(Input data Opens)

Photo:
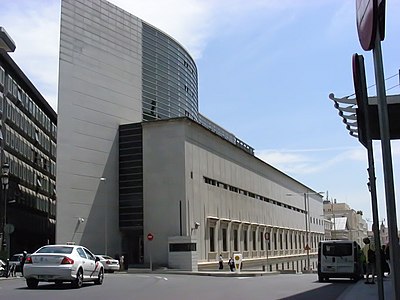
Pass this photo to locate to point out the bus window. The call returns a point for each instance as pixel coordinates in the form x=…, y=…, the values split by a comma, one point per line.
x=337, y=249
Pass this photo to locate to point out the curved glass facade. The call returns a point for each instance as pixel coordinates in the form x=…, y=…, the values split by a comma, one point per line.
x=169, y=77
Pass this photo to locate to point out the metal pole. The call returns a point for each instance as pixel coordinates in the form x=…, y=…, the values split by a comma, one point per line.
x=387, y=167
x=4, y=242
x=306, y=220
x=6, y=230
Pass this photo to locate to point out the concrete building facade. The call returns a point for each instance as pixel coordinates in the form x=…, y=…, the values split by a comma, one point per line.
x=135, y=157
x=347, y=224
x=28, y=137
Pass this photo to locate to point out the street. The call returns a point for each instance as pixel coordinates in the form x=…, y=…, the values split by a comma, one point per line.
x=173, y=287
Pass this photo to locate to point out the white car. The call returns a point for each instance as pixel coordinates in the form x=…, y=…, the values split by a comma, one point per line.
x=63, y=263
x=110, y=264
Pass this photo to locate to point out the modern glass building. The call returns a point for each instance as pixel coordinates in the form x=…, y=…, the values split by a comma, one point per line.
x=28, y=145
x=135, y=156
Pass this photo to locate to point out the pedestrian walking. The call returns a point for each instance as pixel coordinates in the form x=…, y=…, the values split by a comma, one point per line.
x=23, y=259
x=221, y=262
x=122, y=262
x=369, y=253
x=231, y=264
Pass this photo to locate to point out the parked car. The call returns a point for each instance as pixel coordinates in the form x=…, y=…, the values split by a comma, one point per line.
x=110, y=264
x=63, y=263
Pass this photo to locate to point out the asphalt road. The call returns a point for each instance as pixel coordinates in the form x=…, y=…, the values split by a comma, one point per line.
x=180, y=287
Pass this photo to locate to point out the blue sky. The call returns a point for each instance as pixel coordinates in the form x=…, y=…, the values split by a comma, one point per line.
x=265, y=68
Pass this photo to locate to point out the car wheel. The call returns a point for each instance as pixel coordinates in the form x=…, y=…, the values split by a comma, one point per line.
x=32, y=283
x=100, y=277
x=78, y=282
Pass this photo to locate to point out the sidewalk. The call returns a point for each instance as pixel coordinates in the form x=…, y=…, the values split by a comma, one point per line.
x=368, y=291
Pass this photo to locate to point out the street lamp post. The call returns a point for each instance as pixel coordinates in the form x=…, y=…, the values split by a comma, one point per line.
x=8, y=45
x=4, y=184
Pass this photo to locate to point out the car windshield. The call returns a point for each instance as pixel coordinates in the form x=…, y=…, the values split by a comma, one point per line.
x=56, y=249
x=107, y=257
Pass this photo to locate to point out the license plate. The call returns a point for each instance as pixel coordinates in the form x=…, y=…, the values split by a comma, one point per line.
x=45, y=277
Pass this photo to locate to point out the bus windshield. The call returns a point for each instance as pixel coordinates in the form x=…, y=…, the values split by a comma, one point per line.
x=337, y=249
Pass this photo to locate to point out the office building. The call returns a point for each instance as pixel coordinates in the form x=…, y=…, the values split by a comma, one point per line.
x=136, y=159
x=28, y=145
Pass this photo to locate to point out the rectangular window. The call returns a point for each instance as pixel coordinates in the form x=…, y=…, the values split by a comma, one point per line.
x=245, y=240
x=286, y=241
x=224, y=240
x=212, y=242
x=235, y=240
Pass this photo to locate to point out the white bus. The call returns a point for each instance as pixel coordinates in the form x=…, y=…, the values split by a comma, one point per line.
x=339, y=259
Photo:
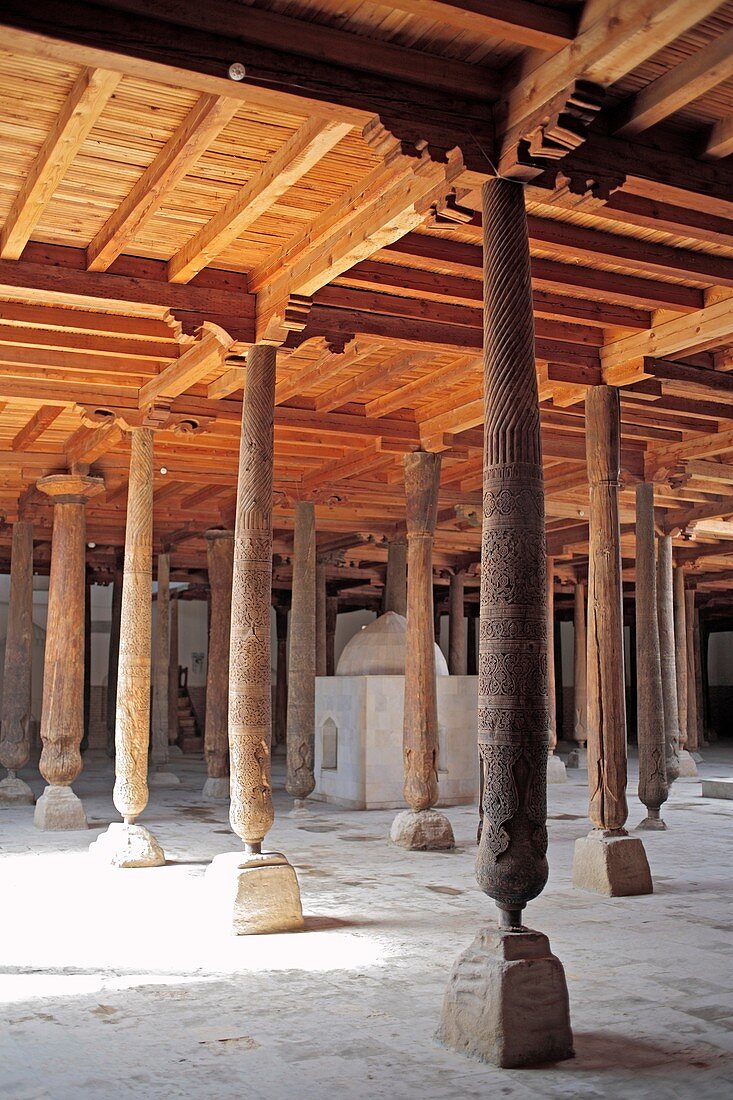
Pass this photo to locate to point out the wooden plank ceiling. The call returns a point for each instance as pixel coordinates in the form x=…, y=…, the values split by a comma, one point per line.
x=157, y=217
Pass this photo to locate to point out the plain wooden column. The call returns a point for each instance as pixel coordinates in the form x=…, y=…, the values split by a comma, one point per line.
x=302, y=662
x=579, y=667
x=457, y=664
x=606, y=706
x=653, y=788
x=420, y=714
x=666, y=622
x=220, y=560
x=15, y=725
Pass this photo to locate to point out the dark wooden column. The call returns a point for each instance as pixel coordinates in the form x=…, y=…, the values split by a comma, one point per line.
x=14, y=728
x=62, y=721
x=653, y=788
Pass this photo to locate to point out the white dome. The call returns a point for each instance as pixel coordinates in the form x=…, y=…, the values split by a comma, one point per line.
x=379, y=650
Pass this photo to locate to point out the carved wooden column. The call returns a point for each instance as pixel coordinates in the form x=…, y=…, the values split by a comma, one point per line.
x=666, y=623
x=220, y=558
x=608, y=860
x=580, y=675
x=420, y=827
x=62, y=719
x=653, y=789
x=513, y=715
x=457, y=663
x=302, y=663
x=395, y=585
x=258, y=891
x=14, y=728
x=128, y=844
x=160, y=774
x=113, y=653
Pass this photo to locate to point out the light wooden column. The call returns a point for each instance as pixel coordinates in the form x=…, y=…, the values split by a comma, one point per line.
x=653, y=789
x=457, y=661
x=220, y=559
x=420, y=827
x=160, y=776
x=62, y=719
x=666, y=622
x=302, y=662
x=258, y=891
x=14, y=728
x=129, y=844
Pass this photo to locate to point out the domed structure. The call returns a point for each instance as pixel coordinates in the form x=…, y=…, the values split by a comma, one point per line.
x=379, y=650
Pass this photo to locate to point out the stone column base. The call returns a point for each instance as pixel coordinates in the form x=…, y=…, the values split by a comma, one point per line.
x=506, y=1001
x=612, y=864
x=163, y=778
x=217, y=789
x=254, y=894
x=687, y=765
x=124, y=845
x=425, y=831
x=13, y=791
x=58, y=809
x=556, y=772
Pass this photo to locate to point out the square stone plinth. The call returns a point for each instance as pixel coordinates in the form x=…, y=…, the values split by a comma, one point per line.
x=506, y=1001
x=254, y=894
x=611, y=864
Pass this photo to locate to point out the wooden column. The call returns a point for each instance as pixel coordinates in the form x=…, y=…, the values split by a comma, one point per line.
x=457, y=661
x=606, y=708
x=62, y=721
x=653, y=789
x=220, y=559
x=395, y=586
x=302, y=663
x=692, y=735
x=666, y=623
x=14, y=728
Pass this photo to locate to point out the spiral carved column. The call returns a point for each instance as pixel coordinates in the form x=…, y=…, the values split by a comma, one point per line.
x=653, y=789
x=513, y=701
x=258, y=891
x=62, y=721
x=14, y=729
x=220, y=558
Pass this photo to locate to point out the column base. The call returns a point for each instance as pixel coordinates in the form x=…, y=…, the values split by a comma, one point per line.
x=612, y=864
x=425, y=831
x=506, y=1001
x=59, y=809
x=216, y=789
x=124, y=845
x=556, y=772
x=254, y=894
x=163, y=778
x=14, y=792
x=687, y=766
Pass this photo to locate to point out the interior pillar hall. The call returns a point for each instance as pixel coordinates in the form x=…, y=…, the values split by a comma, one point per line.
x=160, y=774
x=62, y=718
x=302, y=659
x=420, y=827
x=608, y=860
x=127, y=844
x=653, y=785
x=220, y=559
x=483, y=1008
x=15, y=724
x=674, y=765
x=253, y=890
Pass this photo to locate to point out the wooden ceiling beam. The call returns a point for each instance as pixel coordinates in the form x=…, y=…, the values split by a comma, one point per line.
x=83, y=107
x=200, y=127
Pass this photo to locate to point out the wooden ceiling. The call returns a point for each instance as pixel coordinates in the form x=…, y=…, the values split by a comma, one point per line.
x=157, y=217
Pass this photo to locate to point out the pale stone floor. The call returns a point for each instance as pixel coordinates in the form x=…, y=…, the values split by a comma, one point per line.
x=112, y=983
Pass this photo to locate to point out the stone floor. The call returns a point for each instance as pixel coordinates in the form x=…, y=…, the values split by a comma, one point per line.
x=113, y=986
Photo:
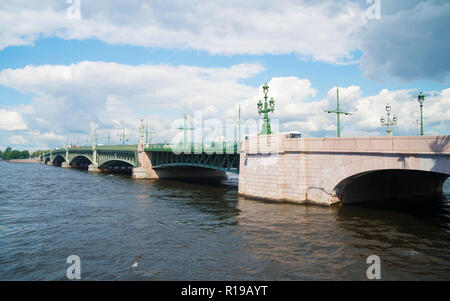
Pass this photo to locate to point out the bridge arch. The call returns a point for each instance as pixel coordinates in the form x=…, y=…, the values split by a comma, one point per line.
x=58, y=160
x=115, y=163
x=388, y=177
x=80, y=161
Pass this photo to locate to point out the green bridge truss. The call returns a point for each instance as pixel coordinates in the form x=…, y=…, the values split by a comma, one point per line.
x=106, y=155
x=217, y=156
x=220, y=156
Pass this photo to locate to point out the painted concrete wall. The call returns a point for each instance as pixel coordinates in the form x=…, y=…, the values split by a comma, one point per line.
x=310, y=169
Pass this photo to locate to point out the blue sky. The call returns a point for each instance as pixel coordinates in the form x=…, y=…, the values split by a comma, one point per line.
x=64, y=77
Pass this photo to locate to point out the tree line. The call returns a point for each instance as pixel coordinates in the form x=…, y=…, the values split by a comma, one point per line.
x=10, y=154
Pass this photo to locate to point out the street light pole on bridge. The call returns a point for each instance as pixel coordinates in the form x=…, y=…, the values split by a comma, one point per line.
x=338, y=112
x=185, y=129
x=421, y=99
x=266, y=108
x=388, y=122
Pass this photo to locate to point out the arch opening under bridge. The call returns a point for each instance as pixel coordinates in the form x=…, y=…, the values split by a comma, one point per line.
x=391, y=185
x=80, y=161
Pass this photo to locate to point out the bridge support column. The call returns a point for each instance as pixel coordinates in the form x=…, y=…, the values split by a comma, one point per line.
x=145, y=170
x=94, y=168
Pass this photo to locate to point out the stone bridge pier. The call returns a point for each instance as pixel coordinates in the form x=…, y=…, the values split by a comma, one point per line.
x=332, y=170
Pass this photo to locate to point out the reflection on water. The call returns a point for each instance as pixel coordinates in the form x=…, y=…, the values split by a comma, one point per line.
x=168, y=230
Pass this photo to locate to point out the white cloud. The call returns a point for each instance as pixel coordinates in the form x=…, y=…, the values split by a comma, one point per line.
x=17, y=140
x=323, y=31
x=70, y=101
x=410, y=41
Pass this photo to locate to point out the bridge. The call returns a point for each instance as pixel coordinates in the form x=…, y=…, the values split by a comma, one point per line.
x=219, y=157
x=280, y=167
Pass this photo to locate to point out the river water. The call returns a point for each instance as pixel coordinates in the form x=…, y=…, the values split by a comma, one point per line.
x=123, y=229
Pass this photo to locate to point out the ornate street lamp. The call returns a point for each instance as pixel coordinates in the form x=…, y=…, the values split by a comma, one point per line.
x=338, y=112
x=265, y=109
x=388, y=122
x=421, y=99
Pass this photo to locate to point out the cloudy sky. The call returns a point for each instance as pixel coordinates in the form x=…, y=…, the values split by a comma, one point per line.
x=68, y=67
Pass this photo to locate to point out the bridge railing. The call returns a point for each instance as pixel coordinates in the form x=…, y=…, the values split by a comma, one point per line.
x=133, y=147
x=195, y=148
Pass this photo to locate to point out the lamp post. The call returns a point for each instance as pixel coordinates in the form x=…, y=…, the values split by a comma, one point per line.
x=338, y=112
x=388, y=122
x=266, y=108
x=421, y=99
x=185, y=129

(Input data Closes)

#### [To do]
Only the lines from the one containing "Pass this photo to locate to point out the bridge railing." through the end of the material should be reproduced, exactly, with both ends included.

#### [Output]
Pass this photo to locate to point out the bridge railing. The call returns a point for each instance as pixel coordinates in the form x=…, y=…, the values split by a comma, one point per line.
x=133, y=147
x=195, y=148
Pass this photo to locate to point out the lamp post. The call returns a point for each instance as pixel coordinates in the form x=…, y=…, the values split by a comma, one point per line.
x=338, y=112
x=388, y=122
x=266, y=108
x=421, y=99
x=185, y=129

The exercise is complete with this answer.